Les actifs et passifs des administrations publiques en comptabilité nationale ne sont pas consolidés[1] et sont exprimés en valeur de marché[2] alors que la dette publique au sens du traité de Maastricht est consolidée, est exprimée en valeur faciale et ne comprend pas tous les passifs (les charges à payer en sont par exemple exclues). Les fiches de l’encyclopédie de FIPECO sur la dette publique et les actifs des administrations publiques présentent plus précisément leur définition et les méthodes utilisées pour les estimer.
Si la dette publique au sens du traité de Maastricht s’élevait à 2 813 Md€ à fin 2021, les passifs des administrations publiques en comptabilité nationale étaient de 3 854 Md€. Ils sont imputés pour 79 % aux administrations centrales. Ils ont augmenté de 101 Md€ par rapport à fin 2020 soit bien moins que la dette au sens du traité de Maastricht (+ 165 Md€). En effet, ils sont comptabilisés en valeur de marché et la hausse des taux d’intérêt a conduit à déprécier cette valeur de 96 Md€. Du fait du fort rebond du PIB, ils sont passés de 162,5 % du PIB fin 2020 à 154,1 % fin 2021.
Les actifs financiers s’élevaient à 1 680 Md€ fin 2021. Ils étaient composés d’actions et titres de participation pour 41 %. Ils étaient détenus pour 54 % par les administrations centrales et pour 32 % par les administrations de sécurité sociale. Ils ont augmenté de 101 Md€ par rapport à fin 2020, dont 60 Md€ du fait de leur réévaluation en fonction notamment des cours des actions. En raison du fort rebond du PIB en valeur, ils sont néanmoins passés de 68,4 % du PIB fin 2020 à 67,2 % fin 2021.

------------

Consigne: Poursuivez l'extrait sur les actifs et passifs des administrations publiques à partir de sa dernière phrase. La liste constitue un document à part, indépendant de l'extrait sur les actifs et passifs des administrations publiques.

[Entrées du jeu de données]
------------

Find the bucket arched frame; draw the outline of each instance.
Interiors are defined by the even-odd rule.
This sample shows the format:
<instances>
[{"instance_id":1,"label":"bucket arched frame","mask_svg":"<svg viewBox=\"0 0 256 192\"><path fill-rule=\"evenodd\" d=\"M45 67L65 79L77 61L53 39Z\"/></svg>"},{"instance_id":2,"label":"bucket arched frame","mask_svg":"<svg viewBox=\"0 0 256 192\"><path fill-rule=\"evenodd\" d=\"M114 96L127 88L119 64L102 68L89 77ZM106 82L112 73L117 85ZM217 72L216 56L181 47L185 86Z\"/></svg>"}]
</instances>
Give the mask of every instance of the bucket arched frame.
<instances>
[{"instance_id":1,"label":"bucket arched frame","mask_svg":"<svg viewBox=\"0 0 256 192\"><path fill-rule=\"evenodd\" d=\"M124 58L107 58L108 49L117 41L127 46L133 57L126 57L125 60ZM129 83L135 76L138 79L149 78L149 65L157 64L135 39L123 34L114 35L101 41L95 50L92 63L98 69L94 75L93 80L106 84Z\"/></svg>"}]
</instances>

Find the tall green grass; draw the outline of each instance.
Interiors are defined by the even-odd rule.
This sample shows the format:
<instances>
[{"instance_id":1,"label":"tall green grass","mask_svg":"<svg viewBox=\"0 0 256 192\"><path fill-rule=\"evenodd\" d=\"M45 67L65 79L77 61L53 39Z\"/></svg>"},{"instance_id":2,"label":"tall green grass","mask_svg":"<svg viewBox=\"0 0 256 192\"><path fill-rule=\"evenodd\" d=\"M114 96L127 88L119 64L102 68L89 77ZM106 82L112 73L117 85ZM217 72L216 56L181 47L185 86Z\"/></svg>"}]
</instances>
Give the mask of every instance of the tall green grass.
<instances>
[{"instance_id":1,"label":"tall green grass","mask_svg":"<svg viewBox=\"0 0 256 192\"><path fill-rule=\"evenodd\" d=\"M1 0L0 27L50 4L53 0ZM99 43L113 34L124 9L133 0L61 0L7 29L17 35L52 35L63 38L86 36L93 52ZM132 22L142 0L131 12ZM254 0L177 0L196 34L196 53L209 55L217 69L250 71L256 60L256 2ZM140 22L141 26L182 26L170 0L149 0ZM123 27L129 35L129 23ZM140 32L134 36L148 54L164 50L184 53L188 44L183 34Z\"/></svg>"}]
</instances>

------------

Réponse attendue:
Les actifs non financiers étaient estimés à 2 645 Md€ fin 2021. Ils étaient constitués de terrains pour 48 % et d’ouvrages de génie civil pour 28 %. Ils étaient détenus pour 72 % par les administrations publiques locales. Ils ont augmenté de 147 Md€ par rapport à fin 2020. Cette hausse résulte notamment des investissements réalisés au cours de cet exercice (+ 93 Md€), dont il faut déduire la dépréciation de ces actifs (- 84 Md€), et de l’évolution de leurs prix (+ 128 Md€), notamment ceux des terrains. En raison du rebond du PIB, ils sont néanmoins passés de 108,1 % du PIB à la fin de 2020 à 105,8 % à la fin de 2021.
La valeur du patrimoine net des administrations publiques (actifs – passifs) était de 471 Md€ à la fin de 2021. Celle du patrimoine net des administrations publiques centrales était fortement négative (- 1 562 Md€) et celle du patrimoine net des administrations locales était largement positive (+ 1 832 Md€). La valeur du patrimoine net de l’ensemble des administrations publiques a augmenté de 147 Md€ de fin 2020 à fin 2021 et elle est passée de 14,0 % à 18,8 % du PIB. Les administrations publiques se sont enrichies en 2021 du fait de la hausse du prix de leurs actifs et de la baisse de la valeur de marché de leurs dettes. Toutefois, le prix des actifs publics est souvent théorique car ils sont inaliénables et les emprunts publics sont le plus souvent remboursés à leur échéance, donc à leur valeur faciale. En outre, cet enrichissement ne tient que marginalement aux investissements de 2021 si on en déduit la dépréciation des actifs non financiers (+ 9 Md€).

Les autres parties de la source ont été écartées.